(How to complete this task) Give the number of lines in the data below that contain "candle", and only that number.

(Stored items)
* * *
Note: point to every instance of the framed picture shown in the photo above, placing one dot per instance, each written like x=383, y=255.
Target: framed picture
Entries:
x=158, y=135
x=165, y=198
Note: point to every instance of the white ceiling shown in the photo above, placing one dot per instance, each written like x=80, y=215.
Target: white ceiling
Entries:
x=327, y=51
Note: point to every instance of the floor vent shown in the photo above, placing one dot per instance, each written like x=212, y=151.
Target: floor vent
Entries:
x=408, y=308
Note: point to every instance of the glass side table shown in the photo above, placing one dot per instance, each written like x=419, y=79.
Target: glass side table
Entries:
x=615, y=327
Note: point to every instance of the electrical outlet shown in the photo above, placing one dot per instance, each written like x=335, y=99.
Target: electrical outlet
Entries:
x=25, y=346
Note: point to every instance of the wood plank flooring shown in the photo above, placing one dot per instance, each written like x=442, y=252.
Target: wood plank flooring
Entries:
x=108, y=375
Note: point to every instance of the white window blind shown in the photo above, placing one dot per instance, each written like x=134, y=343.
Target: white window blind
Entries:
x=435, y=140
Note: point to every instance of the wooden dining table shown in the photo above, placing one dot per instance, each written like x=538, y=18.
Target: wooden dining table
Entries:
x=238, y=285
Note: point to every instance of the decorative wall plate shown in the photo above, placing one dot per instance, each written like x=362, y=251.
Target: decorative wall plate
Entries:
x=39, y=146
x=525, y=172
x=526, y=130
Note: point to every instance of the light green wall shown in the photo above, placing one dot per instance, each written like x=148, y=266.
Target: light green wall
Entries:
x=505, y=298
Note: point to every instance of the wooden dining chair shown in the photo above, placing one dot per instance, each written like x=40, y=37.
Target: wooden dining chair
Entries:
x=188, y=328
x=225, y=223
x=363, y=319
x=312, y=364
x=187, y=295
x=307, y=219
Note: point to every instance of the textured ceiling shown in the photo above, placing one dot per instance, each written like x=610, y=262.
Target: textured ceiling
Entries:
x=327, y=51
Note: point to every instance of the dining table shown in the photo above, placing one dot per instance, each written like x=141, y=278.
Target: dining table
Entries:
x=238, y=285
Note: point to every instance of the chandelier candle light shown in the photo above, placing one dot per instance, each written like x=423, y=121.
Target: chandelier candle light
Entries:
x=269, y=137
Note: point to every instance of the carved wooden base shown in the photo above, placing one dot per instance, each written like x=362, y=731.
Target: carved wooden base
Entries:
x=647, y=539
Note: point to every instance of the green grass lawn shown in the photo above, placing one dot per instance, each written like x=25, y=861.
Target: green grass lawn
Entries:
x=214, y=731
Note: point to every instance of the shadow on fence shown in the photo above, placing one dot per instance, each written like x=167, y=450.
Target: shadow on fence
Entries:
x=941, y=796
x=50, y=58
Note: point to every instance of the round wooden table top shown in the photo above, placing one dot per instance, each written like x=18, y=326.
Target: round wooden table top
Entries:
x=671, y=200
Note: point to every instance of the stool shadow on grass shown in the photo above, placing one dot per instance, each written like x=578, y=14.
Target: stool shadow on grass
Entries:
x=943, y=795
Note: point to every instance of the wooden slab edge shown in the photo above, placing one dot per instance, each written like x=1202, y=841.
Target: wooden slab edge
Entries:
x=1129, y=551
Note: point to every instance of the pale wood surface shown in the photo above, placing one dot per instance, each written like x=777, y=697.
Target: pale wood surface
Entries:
* * *
(Response below) 2